What is asked: Convert the listing, from its start through the line containing "column 15, row 56", into a JSON list of strings with one string per line and no blank lines.

Records supplied:
-*-*-

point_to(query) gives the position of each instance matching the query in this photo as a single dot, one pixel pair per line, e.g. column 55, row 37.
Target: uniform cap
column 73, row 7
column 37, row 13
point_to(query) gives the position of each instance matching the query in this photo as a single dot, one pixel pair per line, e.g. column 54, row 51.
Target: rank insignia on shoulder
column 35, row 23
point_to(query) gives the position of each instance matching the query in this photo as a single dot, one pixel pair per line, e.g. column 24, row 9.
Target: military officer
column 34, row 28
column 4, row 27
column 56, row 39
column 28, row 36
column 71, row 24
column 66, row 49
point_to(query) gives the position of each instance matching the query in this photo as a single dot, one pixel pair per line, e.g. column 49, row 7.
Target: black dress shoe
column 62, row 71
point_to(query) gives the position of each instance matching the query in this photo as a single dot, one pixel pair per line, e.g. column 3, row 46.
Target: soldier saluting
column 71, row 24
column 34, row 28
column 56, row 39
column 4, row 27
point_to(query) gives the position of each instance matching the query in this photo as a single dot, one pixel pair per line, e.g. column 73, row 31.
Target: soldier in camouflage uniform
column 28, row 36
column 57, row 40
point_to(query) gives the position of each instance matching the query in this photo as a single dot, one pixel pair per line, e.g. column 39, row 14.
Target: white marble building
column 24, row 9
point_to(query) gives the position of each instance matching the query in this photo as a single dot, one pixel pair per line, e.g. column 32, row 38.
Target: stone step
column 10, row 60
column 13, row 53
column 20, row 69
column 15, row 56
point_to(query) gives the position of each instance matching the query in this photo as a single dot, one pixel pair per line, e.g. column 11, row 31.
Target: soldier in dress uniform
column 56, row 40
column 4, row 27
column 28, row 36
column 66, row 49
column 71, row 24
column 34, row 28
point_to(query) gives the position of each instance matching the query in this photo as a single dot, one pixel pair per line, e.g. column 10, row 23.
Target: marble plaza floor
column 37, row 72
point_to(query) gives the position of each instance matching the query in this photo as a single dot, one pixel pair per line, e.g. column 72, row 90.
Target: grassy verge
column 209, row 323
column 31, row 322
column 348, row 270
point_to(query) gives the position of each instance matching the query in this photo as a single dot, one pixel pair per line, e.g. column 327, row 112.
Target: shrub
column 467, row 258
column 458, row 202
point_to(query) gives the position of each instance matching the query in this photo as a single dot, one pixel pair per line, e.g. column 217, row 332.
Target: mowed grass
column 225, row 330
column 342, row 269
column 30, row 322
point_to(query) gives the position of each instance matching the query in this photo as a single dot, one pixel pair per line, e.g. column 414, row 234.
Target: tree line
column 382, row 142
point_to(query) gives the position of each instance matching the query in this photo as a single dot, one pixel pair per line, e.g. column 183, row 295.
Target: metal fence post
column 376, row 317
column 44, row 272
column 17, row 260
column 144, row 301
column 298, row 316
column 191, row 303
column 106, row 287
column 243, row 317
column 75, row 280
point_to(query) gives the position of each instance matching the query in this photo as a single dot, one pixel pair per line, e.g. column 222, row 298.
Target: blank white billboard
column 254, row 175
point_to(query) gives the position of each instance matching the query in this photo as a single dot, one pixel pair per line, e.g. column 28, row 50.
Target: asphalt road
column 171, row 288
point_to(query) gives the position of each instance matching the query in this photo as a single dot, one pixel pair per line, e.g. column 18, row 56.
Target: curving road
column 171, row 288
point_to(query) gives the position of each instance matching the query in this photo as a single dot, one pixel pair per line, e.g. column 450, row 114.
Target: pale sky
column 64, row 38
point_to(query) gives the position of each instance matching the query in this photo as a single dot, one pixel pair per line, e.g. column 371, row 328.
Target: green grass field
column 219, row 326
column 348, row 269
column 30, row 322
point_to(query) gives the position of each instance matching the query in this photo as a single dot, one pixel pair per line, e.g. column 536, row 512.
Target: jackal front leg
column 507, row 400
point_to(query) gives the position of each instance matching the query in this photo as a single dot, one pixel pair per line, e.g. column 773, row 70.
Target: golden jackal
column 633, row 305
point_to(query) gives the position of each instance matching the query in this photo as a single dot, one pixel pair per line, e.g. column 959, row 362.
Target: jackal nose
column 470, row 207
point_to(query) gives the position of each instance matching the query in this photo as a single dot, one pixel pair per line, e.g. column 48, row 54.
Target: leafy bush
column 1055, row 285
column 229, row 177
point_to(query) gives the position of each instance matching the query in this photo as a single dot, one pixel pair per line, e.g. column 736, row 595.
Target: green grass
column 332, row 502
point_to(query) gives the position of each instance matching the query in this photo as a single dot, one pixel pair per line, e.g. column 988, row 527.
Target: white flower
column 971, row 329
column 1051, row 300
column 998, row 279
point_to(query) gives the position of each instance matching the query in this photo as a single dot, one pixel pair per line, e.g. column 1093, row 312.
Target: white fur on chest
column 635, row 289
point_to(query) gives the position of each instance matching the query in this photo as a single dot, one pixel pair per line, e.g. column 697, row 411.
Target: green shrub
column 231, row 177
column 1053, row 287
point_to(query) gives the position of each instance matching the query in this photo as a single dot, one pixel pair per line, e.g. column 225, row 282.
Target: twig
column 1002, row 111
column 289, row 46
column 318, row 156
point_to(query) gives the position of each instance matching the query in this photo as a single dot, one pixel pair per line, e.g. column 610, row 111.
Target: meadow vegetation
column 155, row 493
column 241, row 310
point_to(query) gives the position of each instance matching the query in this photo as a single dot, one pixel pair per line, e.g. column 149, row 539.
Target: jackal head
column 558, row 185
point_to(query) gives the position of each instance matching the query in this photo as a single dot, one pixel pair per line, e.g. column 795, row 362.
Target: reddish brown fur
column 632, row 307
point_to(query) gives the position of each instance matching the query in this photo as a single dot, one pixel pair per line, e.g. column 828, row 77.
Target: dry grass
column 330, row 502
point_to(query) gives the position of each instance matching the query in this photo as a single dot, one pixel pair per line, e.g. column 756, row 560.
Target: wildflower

-*-*-

The output:
[
  "point_to(query) gives the position of each instance matching the query in this photo as a single dot, one pixel pair per line, e.g. column 55, row 37.",
  "Target: uniform cap",
  "column 73, row 7",
  "column 37, row 13",
  "point_to(query) gives the position of each instance matching the query in this photo as a single dot, one pixel pair per line, e.g. column 54, row 51.",
  "Target: rank insignia on shoulder",
  "column 35, row 23",
  "point_to(query) gives the position of each instance matching the query in this photo as a single dot, one pixel pair per line, e.g. column 24, row 9.",
  "Target: military officer",
  "column 34, row 28",
  "column 4, row 27",
  "column 56, row 39",
  "column 28, row 36",
  "column 71, row 24",
  "column 66, row 49",
  "point_to(query) gives the position of each instance matching the query in this photo as a single dot, one pixel pair per line, e.g. column 49, row 7.",
  "Target: black dress shoe",
  "column 62, row 71",
  "point_to(query) gives the position of each instance matching the query in this photo as a single dot, one pixel pair per line, e.g. column 3, row 46.",
  "Target: soldier saluting",
  "column 71, row 24",
  "column 34, row 28",
  "column 56, row 39",
  "column 4, row 27",
  "point_to(query) gives the position of each instance matching the query in this photo as a single dot, one pixel pair per line, e.g. column 73, row 31.",
  "Target: soldier in camouflage uniform",
  "column 28, row 36",
  "column 57, row 40",
  "point_to(query) gives the position of each instance matching the query in this photo as a single dot, one pixel pair per line, e.g. column 39, row 14.",
  "Target: white marble building",
  "column 24, row 9",
  "point_to(query) gives the position of each instance matching the query in this photo as a single dot, one pixel pair per line, e.g. column 32, row 38.",
  "Target: stone step",
  "column 10, row 60",
  "column 13, row 53",
  "column 20, row 69",
  "column 15, row 56"
]